__Activities__
(A) Answer these from the passage on fazuelos, one answer per line, marked the same way.
(i) To which country are the origins of fazuelos traced?
(ii) During which Jewish celebration do the pastries hold particular cultural significance?
(iii) How early were fazuelos included in some Christian Spanish cookbooks?
(B) List every name that the passage on fazuelos gives for these pastries.
(C) Write the next few sentences of the passage on fazuelos, picking up after its final sentence.

__Exercise passage__
● ● ● ● ●

Sephardic Jewish pastries of thin fried dough

Fazuelos, also known as fijuelas, hiuelas, deblas, and hojuelas are pastries of thin fried dough. A type of rolled pastry, their origins trace back to Spain, with references dating back to the late Spanish Middle Ages.

== Sephardic tradition ==
In Sephardic Jewish tradition, these pastries, reminiscent of Esther's megillah due to their characteristic rolled form, which recalls the shape of Haman's ears, hold cultural significance, particularly during the celebration of Purim.

Historically, fazuelos were mentioned in literature, notably in Francisco Delicado's La Lozana Andaluza, where a Jewish woman named Aldonza reminisces about preparing the pastry while living in Andalusia, fleeing persecution from the Spanish Inquisition. Fazuelos are also made by non-Jewish communities, especially during the Christian festival of Semana Santa (Holy Week), which coincides closely with Purim. This cross-cultural adoption of the pastry is documented by its inclusion in some Christian Spanish cookbooks as early as 1599.

● ● ● ● ●

__Dataset extract__
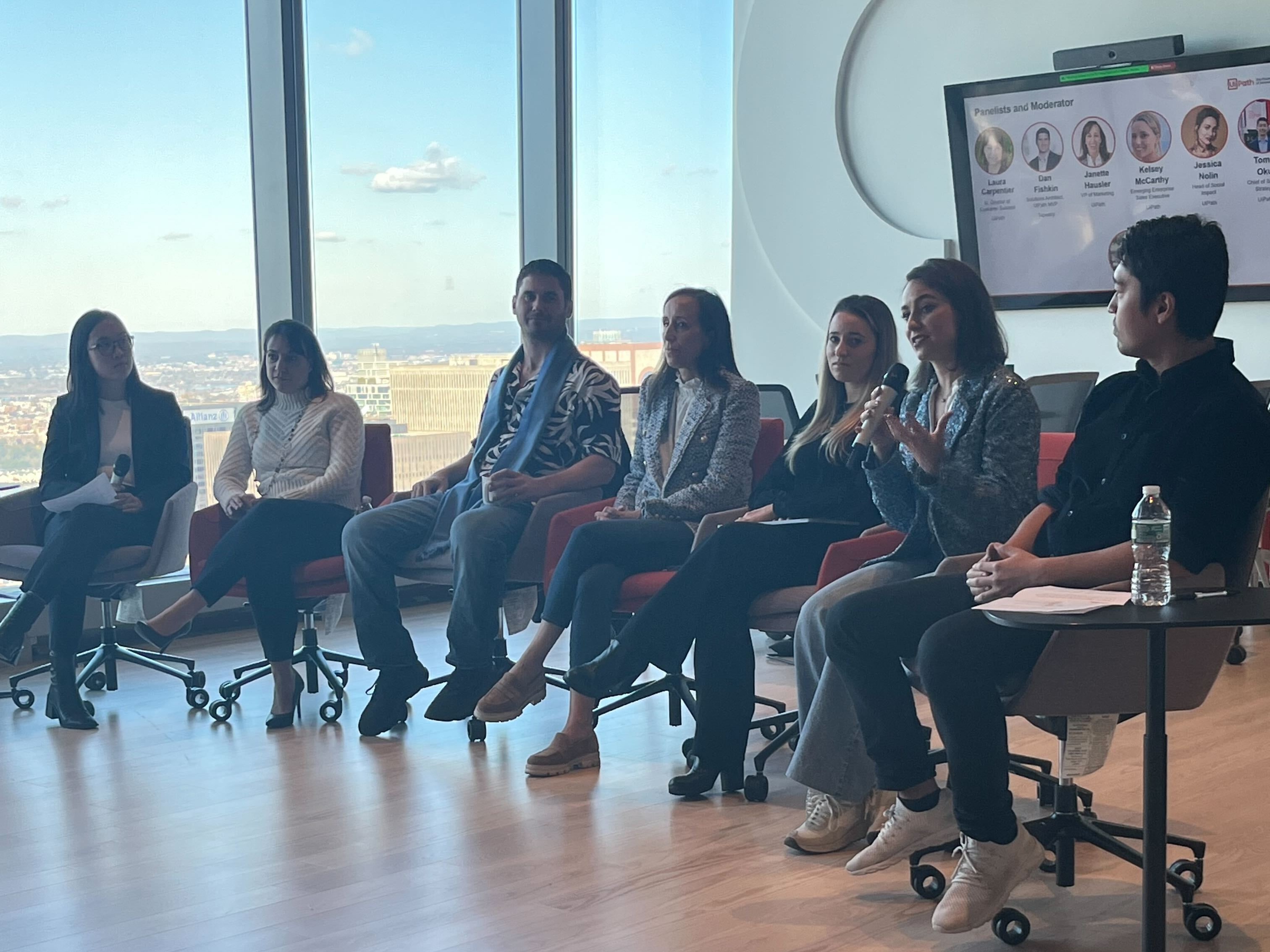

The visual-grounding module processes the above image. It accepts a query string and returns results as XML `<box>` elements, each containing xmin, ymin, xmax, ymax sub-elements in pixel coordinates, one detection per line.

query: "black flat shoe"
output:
<box><xmin>564</xmin><ymin>638</ymin><xmax>649</xmax><ymax>699</ymax></box>
<box><xmin>132</xmin><ymin>622</ymin><xmax>194</xmax><ymax>655</ymax></box>
<box><xmin>264</xmin><ymin>670</ymin><xmax>305</xmax><ymax>731</ymax></box>
<box><xmin>668</xmin><ymin>755</ymin><xmax>745</xmax><ymax>797</ymax></box>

● ● ● ● ●

__Replies__
(A)
(i) Spain
(ii) Purim
(iii) As early as 1599

(B) fazuelos, fijuelas, hiuelas, deblas, hojuelas

(C)
==Tunisia==

Oudnin el kadhi (وذنين القاضي 'ears of the Judge') or wdinet el cadi (وذينات القاضي 'little ears of the judge') are a type of pastry commonly found in Tunisia.

==Preparation==
Writing for Tablet Magazine, food historian Hélène Jawhara Piñer provides a recipe. Comprising flour, eggs, sugar, and oil, the dough is rolled thinly, cut into strips, and briefly fried. A syrup of water, orange blossom, and sugar is then prepared for additional flavor. The fazuelos are then garnished with sesame seeds or icing sugar. Turkish Jews add brandy to the dough and Moroccan Jews eat them with cinnamon and syrup. They are similar to Andalusian Pestiños, but the latter are eaten with honey.

In Tunisia, flour, eggs, oil, orange flower water, sugar and salt are mixed, and the resulting dough is rolled and cut into strips. These are then dipped in hot oil and rolled around a fork. After draining, they are coated in honey or syrup or sprinkled with powdered sugar. Sesame seeds are sometimes used as topping.